* _YOUR TASKS_:
**a.** According to the Galactic Center article, how many sources does the FTS detect in the Helium line close to the Galactic center?
**b.** Pick up the Galactic Center article after its last sentence and keep writing it.

* _EXTRACT TO READ_:
Credit: Image courtesy of J.P. Maillard & T. Paumard

Institut d'Astrophysique de Paris, France



On February 28th an image of the center of our Galaxy was the featured picture of the week. The presence of a Black Hole was suggested at the center of the Galaxy to explain the rapid stellar motions that are measured in the field next to Sgr A*. This week we feature the Galactic Center again, but for a different reason: the number of peculiar stars it hosts!

Recently, a team of French Astronomers lead by Jean-Pierre Maillard used the Fourier Transform Spectrograph (FTS) on the Canada-France-Hawaii Telescope to image the Galactic Center and search for objects known as Helium Stars. These stars are rare because very short-lived. Oddly, a large number of them was found near the Galactic center.

We believe that one of the "side effects" of having a black hole at the center of a galaxy is to produce a "starburst", an episode of very intense star formation. Howewer, the presence of the rare Helium stars in such large number is difficult to understand with this model.

The images obtained by the group of astronomers allowed to understand better the nature of these objects. Because FTS is an imaging spectrograph, it is possible to efficiently select only those stars that are, for example, Helium-rich among the large number of objects present in the field-of-view. Indeed, 16 sources are detected by FTS in the Helium line close to the Galactic center. This is more than anywhere else in the Galaxy! The 16 sources are identified in this week's image, and some of them are also identified here for comparison and orientation with the image of the week of February 28th. Note that this image was obtained with Adaptive Optics. It has better angular resolution but lacks the spectrosocpic capacity of FTS. Both techniques complement each other nicely.

* _DATASET RECORDS_:
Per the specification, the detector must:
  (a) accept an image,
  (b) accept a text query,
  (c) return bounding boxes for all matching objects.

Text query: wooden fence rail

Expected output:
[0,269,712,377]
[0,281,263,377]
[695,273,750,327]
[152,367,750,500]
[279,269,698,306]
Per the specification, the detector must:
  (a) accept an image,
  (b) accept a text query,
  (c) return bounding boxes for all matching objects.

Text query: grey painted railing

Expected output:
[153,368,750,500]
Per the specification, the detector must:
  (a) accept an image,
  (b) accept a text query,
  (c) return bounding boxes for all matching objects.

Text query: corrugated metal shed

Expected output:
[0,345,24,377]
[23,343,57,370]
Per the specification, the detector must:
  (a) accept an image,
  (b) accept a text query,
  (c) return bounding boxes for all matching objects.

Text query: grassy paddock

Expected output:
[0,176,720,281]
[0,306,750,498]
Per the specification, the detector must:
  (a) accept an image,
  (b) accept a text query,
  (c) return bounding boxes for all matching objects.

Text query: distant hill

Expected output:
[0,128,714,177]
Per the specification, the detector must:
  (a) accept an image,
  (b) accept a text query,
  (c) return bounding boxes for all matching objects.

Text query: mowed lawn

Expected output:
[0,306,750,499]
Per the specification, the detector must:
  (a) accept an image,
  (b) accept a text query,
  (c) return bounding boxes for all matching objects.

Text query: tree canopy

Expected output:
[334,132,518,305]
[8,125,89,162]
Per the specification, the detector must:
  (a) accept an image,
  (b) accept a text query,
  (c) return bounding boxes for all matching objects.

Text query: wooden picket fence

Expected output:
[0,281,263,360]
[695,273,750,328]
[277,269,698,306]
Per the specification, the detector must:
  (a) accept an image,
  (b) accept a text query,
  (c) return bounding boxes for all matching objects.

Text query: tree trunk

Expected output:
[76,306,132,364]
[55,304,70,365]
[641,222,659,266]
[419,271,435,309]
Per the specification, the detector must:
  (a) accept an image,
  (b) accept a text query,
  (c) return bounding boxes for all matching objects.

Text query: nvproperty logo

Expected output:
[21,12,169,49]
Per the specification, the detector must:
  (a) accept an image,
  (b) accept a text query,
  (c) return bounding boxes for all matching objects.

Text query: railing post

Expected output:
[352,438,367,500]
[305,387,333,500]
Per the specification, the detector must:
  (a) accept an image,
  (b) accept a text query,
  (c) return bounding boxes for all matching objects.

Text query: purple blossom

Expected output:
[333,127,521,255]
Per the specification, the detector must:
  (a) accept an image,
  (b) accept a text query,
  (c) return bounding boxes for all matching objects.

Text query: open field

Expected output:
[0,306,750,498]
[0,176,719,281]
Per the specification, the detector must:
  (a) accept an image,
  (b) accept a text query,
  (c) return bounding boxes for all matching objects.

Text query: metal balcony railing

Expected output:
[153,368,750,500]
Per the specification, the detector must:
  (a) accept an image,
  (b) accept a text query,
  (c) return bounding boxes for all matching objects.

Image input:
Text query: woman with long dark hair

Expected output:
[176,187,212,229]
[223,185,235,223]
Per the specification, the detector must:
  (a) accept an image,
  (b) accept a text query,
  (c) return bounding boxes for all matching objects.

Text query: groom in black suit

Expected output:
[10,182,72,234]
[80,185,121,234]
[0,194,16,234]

* _ANSWERS TO THE EXERCISES_:
**a.** 16

**b.**
Further clues to the nature of these Helium stars were revealed by the images presented here. Interestingly, two classes of Helium stars seem to be present and distributed differently. Bright Helium stars are grouped in a compact cluster in the immediate neighbourhood of the Sgr A* (the Galactic center, indicated by the red + sign at the center of the image). They are found mainly in the IRS-16 cluster. On the contrary, the fainter Helium stars are located slightly further from the center, within a radius of ~0.4parsec (~1.3 light-years). The existence of these two distinct groups probably traces a difference of evolution, with the more evolved and brighter stars likely in the Wolf-Rayet phase of their evolution and located in the central cluster.



Technical description:

The image presented this week was obtained in July 1997 with the imaging Fourier Transform Spectrograph (FTS) attached to the Canada-France-Hawaii Telescope. The instrument, called BEAR, operates in the near infrared and allows integral field spectroscopy over a field of view of 24 arcseconds.

In the image presented here, the instrument was tuned to measure a neutral Helium line at a wavelength of 2.058 microns. A cube of 300 images of 10 second exposure time was needed to produce this picture. The stellar continuum adjacent to the line was carefully subtracted to better allow identification of the Helium stars. Extended patches of diffuse Helium emission remain (visible in green). They trace interstellar gas.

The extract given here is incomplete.